• _Objective_
Rewrite all of the data below, changing each "Target" to "Label" and leaving everything else as it is.

========================

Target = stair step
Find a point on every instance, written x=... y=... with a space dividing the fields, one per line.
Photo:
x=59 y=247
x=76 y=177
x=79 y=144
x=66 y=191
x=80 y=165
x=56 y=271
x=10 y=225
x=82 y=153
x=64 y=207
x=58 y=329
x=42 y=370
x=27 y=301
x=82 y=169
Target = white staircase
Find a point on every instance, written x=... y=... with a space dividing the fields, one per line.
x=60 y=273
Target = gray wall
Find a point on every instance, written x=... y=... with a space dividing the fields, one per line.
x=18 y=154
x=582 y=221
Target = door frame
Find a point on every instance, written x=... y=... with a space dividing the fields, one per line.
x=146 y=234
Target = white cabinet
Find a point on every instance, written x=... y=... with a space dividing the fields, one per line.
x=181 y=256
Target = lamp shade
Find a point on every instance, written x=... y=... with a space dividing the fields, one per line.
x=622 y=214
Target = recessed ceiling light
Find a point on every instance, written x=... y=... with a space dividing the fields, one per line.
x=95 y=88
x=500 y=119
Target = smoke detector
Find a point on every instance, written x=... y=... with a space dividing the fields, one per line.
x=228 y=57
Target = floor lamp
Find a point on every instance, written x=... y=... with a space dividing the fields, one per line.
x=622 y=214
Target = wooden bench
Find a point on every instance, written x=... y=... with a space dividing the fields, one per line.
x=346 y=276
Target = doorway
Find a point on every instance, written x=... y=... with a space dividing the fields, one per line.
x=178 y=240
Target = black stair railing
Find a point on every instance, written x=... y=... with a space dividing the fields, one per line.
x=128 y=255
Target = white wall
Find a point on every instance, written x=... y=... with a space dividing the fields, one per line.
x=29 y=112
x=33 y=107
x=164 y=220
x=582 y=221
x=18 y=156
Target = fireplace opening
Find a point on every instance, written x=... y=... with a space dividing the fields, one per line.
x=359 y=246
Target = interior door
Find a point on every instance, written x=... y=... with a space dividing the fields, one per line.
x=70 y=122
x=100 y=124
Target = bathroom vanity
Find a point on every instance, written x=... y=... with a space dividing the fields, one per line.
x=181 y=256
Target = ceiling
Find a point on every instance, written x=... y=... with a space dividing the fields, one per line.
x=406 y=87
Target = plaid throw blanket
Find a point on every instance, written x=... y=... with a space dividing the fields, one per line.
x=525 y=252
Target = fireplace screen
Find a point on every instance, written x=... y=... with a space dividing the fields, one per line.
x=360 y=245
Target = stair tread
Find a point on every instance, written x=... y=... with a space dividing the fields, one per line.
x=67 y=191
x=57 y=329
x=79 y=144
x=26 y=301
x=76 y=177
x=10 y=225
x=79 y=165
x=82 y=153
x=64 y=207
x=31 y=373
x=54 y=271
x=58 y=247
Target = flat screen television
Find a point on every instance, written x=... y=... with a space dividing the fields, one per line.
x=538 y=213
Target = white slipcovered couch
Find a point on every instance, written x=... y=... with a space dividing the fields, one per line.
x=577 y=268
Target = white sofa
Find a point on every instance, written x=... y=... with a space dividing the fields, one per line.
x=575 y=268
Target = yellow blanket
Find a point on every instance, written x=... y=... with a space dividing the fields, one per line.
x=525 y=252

========================

• _Solved exercise_
Label = stair step
Find a point on every instance, written x=... y=... with a space dividing the fields, one per line.
Photo:
x=59 y=247
x=76 y=177
x=79 y=144
x=66 y=191
x=80 y=165
x=56 y=271
x=10 y=225
x=82 y=153
x=64 y=207
x=58 y=329
x=42 y=370
x=27 y=301
x=82 y=169
Label = white staircase
Find a point on every instance, written x=... y=... with a space dividing the fields, one per line.
x=60 y=273
Label = gray wall
Find a point on every instance, written x=... y=... with a space dividing the fields, one per line.
x=18 y=154
x=582 y=221
Label = door frame
Find a point on every instance, written x=... y=... with a space dividing the fields, one per line.
x=146 y=234
Label = white cabinet
Find a point on every instance, written x=... y=... with a space dividing the fields, one per line.
x=181 y=256
Label = lamp shade
Find a point on every instance, written x=... y=... with a space dividing the fields, one per line.
x=622 y=214
Label = recessed ceiling light
Find a point on every instance, written x=... y=... with a space dividing the fields, one per line.
x=95 y=88
x=500 y=119
Label = smoke detector
Find a point on every instance, written x=... y=... with a space dividing the fields, one per line.
x=228 y=57
Label = floor lamp
Find a point on every instance, written x=... y=... with a space dividing the fields, one per line.
x=622 y=214
Label = wooden bench
Find a point on every instance, written x=... y=... with a space dividing the fields, one per line.
x=346 y=276
Label = doorway
Find a point on every instance, written x=... y=... with a space dividing the fields, one per line.
x=178 y=240
Label = black stair railing
Find a point on every instance, written x=... y=... with a space dividing the fields, one per line.
x=128 y=255
Label = white wall
Find a point on every instance, written x=... y=... with a space dividing the fields, one per line.
x=29 y=112
x=33 y=107
x=164 y=220
x=582 y=221
x=18 y=156
Label = fireplace opening
Find a point on every instance, written x=... y=... with a space dividing the fields, one per line.
x=359 y=246
Label = interior door
Find a point on every instance, written x=... y=... with a space dividing the fields, one per line.
x=70 y=122
x=100 y=124
Label = bathroom vanity
Find a point on every instance, written x=... y=... with a space dividing the fields, one per line.
x=181 y=256
Label = ceiling
Find a point on every instance, written x=... y=... with a space dividing the fields, one per line.
x=406 y=87
Label = plaid throw blanket
Find a point on every instance, written x=... y=... with a space dividing the fields, one per line.
x=525 y=252
Label = fireplace screen
Find a point on every instance, written x=... y=... with a space dividing the fields, one per line.
x=360 y=245
Label = stair tread
Find a point on every instance, written x=... y=... with a space dividing the fields, one per line.
x=67 y=191
x=57 y=329
x=79 y=144
x=26 y=301
x=76 y=177
x=10 y=225
x=79 y=165
x=82 y=153
x=64 y=207
x=31 y=373
x=54 y=271
x=58 y=247
Label = flat screen television
Find a point on every instance, written x=... y=... with a space dividing the fields, one per line.
x=538 y=213
Label = white slipcovered couch
Find a point on every instance, written x=... y=... with a space dividing the fields, one per line.
x=577 y=268
Label = white sofa
Find a point on every instance, written x=... y=... with a space dividing the fields, one per line.
x=575 y=268
Label = yellow blanket
Find a point on every instance, written x=... y=... with a space dividing the fields, one per line.
x=525 y=252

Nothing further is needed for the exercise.